[Opening Extract provided section]

Tenpoint Therapeutics launched publicly Wednesday with $70 million in funding to develop vision-restoring medicines for age-related and inherited ocular conditions, becoming the latest new biotechnology startup to take aim at the eye.
Built around research conducted at centers in the U.S., U.K. and France, Tenpoint is backed by a group of venture investors that include F-Prime Capital and Sofinnova Partners.
The company’s mission is ambitious. It plans to regenerate eye cells, either through transplantation of engineered stem cells or through in vivo cellular reprogramming, to restore sight in people with degenerative diseases.
In an email, Tenpoint CEO Eddy Anglade said the company will build on a number of recent scientific advances, such as ability to grow cells like photoreceptors or retinal pigment epithelial cells in the lab. Improved imaging and surgical techniques allow these new cells to be precisely inserted into the eye, he added.
“All of these advancements make now the ideal time for a company with the expertise of Tenpoint to address this urgent unmet need in ocular diseases,” he said.
A former Johnson & Johnson executive, Anglade replaced as company head Tenpoint’s founding CEO Vanessa King, who will continue as an adviser. Tenpoint’s board of directors is chaired by David Guyer, who founded Iveric Bio, where he previously was executive chairman, and Eyetech Pharmaceuticals.
Anglade did not specify which diseases Tenpoint hopes to target, but said in his email that Tenpoint’s platform can “restore cells in a range of locations in the eye.”
The company, which has about 15 employees in the U.S. and Europe, is currently evaluating technologies to select its lead program, he said. Some of its capabilities come from an acquisition of a company spun out of Paris-based SparingVision.
Tenpoint’s launch follows the recent debuts of Ray Therapeutics and Beacon Therapeutics, two biotechs that aim to develop gene therapies for eye diseases. Similar to Tenpoint, Ray is attempting to restore vision rather than just halting or slowing eye degeneration.

[Closing Extract provided section]
[Opening Information given section]

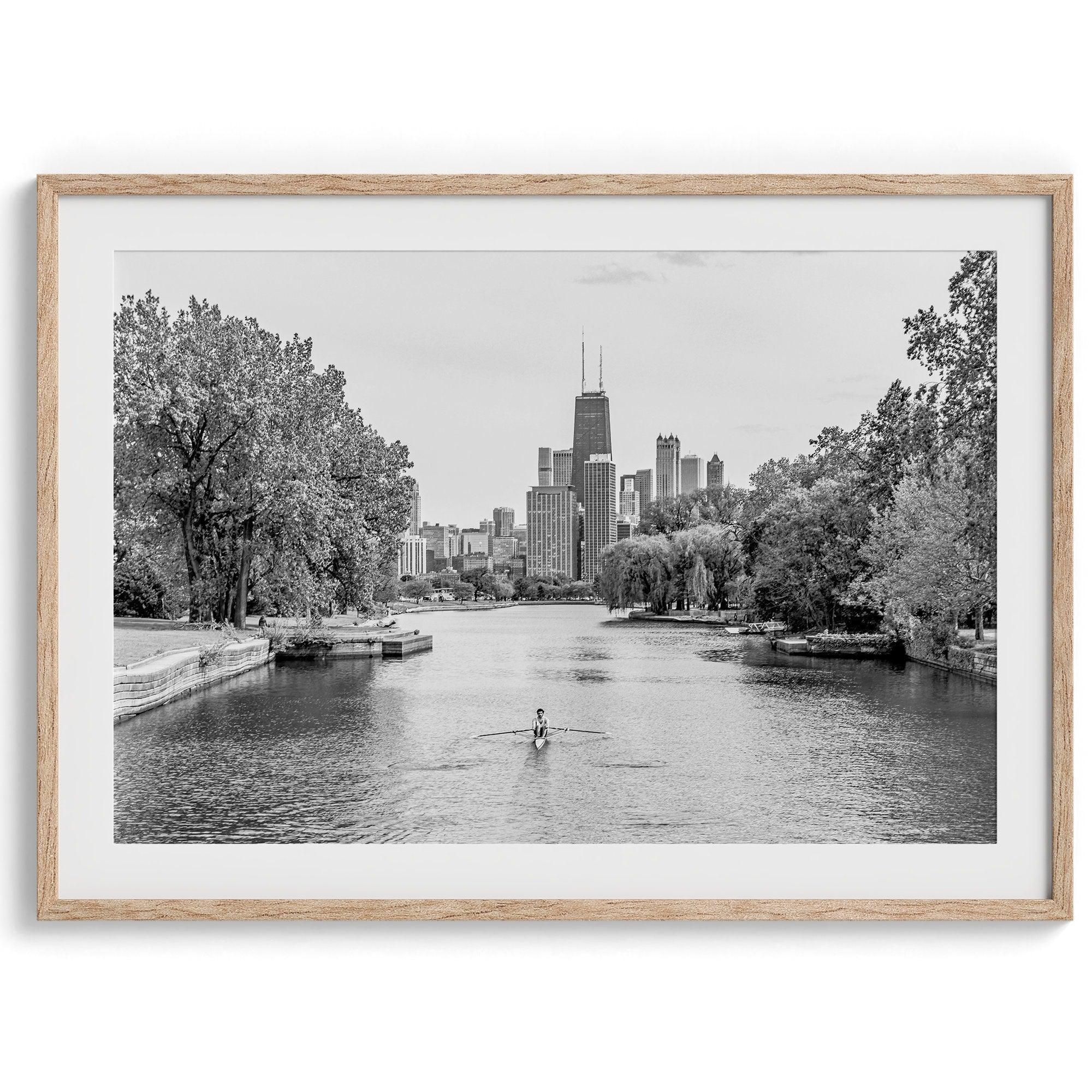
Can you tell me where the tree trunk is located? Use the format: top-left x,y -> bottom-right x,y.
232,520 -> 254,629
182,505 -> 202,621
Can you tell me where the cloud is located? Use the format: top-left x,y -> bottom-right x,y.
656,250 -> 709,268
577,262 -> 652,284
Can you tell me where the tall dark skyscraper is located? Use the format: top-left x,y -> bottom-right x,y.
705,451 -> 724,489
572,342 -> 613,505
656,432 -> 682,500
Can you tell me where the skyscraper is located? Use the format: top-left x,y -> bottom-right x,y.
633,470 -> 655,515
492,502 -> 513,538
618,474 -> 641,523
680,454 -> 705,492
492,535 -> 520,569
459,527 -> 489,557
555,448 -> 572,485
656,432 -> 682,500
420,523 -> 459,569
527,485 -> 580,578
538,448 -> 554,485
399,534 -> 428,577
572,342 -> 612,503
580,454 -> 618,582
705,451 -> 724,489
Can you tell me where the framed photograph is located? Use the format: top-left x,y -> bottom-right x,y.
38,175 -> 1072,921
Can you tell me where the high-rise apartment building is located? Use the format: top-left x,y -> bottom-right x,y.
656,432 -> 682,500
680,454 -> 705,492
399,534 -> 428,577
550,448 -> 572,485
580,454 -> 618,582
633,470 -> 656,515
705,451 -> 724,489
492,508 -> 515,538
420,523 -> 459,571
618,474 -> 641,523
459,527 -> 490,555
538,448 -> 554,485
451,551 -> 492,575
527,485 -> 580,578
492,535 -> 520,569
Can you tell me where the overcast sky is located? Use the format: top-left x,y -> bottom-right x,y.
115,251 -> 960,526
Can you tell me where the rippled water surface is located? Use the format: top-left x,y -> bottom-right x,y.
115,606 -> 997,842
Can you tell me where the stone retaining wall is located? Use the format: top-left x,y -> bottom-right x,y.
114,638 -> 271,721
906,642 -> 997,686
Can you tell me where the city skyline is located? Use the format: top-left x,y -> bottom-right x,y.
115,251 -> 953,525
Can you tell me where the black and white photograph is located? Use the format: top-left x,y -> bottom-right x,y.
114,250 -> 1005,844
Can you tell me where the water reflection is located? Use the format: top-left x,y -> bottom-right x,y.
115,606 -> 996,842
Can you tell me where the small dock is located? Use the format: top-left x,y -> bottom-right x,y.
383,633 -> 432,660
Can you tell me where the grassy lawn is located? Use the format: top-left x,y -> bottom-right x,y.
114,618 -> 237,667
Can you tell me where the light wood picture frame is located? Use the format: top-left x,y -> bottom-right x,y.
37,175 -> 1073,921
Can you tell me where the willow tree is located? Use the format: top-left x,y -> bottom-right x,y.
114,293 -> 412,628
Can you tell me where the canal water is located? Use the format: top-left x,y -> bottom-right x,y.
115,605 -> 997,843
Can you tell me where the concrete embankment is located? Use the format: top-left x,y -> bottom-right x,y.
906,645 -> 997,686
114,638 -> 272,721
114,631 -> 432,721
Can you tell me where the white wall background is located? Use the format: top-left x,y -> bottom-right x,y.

[Closing Information given section]

◆ Problems to work on:
a - Name every person mentioned in the Tenpoint article.
b - Using the Tenpoint article, mark each statement yes or no, and quote the words that decide it. (i) Tenpoint has already chosen its lead program. (ii) Tenpoint's staff is spread across the U.S. and Europe. (iii) Anglade named the diseases Tenpoint plans to target.

◆ Solutions to the exercise:
a - Eddy Anglade, Vanessa King, David Guyer

b -
(i) No: "is currently evaluating technologies to select its lead program"
(ii) Yes: "has about 15 employees in the U.S. and Europe"
(iii) No: "Anglade did not specify which diseases Tenpoint hopes to target"